◆ **TO DO**: Please copy each line of the records below that holds the word "black".

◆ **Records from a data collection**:
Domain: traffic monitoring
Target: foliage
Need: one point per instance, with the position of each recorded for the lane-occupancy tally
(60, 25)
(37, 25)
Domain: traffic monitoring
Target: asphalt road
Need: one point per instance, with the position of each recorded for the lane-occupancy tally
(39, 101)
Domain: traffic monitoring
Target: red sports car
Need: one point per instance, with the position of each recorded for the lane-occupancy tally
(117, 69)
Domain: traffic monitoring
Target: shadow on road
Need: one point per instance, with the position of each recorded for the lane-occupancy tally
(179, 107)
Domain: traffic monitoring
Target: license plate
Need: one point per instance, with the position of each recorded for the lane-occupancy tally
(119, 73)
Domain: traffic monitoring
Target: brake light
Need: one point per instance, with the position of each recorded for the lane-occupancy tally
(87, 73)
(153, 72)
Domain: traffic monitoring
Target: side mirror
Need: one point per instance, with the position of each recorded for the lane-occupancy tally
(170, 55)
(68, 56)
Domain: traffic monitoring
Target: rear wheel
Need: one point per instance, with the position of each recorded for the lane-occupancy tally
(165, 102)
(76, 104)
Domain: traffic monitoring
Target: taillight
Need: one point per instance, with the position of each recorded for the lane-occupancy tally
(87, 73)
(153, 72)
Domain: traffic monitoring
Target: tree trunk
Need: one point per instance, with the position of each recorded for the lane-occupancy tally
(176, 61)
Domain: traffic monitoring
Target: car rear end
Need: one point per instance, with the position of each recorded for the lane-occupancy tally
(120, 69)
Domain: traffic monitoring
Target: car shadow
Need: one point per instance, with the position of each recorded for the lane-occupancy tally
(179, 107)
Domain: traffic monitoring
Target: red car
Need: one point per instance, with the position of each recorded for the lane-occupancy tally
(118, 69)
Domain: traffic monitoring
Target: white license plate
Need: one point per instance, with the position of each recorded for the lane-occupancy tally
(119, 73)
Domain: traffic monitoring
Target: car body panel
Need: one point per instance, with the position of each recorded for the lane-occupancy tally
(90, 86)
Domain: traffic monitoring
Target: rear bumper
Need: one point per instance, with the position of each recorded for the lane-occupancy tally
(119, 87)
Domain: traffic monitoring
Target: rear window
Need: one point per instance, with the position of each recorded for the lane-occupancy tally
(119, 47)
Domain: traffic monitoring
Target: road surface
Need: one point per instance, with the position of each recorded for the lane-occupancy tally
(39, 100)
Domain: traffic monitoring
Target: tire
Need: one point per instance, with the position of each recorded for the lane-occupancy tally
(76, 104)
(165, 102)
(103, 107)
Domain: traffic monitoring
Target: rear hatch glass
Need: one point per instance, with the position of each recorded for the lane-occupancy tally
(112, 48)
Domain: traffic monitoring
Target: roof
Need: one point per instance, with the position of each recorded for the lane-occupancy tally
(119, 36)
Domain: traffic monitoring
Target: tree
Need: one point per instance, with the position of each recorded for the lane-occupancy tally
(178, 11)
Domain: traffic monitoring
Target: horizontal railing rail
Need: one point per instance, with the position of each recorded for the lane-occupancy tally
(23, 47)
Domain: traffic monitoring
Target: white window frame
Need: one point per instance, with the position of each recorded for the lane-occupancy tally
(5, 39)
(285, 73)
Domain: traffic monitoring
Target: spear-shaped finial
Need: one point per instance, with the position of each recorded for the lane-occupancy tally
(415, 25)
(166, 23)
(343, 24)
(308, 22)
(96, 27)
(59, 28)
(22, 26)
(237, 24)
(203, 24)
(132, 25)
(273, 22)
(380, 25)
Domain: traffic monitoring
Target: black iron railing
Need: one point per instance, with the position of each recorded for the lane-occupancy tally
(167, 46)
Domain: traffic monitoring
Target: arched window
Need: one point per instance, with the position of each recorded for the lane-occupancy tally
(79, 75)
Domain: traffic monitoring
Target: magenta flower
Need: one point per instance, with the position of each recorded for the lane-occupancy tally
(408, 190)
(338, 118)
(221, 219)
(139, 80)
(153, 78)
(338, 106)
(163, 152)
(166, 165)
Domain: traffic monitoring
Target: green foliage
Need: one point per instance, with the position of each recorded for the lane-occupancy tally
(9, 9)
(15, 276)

...

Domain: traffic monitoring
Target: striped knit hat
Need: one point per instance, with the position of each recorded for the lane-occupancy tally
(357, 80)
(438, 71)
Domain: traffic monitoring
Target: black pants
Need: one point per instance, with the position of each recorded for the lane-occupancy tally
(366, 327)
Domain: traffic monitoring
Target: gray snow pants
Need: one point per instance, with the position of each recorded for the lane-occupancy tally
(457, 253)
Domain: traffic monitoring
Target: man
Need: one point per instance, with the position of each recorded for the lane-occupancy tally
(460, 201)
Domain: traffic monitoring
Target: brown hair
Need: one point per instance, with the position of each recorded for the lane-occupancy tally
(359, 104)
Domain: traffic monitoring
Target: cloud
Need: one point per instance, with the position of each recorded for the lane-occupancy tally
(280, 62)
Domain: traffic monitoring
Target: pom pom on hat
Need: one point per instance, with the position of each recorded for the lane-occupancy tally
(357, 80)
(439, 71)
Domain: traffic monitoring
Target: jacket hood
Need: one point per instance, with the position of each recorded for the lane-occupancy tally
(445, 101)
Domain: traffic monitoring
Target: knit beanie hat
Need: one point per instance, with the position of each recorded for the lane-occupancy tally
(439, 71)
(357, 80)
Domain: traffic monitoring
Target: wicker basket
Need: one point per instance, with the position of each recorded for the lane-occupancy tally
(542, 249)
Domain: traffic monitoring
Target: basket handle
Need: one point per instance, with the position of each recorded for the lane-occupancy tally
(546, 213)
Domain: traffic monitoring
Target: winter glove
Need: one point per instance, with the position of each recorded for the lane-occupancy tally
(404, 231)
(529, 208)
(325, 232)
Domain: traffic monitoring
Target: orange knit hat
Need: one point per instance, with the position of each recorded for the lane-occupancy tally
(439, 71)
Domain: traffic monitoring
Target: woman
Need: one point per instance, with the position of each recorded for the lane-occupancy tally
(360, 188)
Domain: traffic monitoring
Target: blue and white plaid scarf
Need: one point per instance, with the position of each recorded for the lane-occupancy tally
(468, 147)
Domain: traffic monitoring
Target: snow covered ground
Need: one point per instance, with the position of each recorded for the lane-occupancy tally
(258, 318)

◆ **SOLUTION TO THE EXERCISE**:
Target: black iron railing
Target: black pants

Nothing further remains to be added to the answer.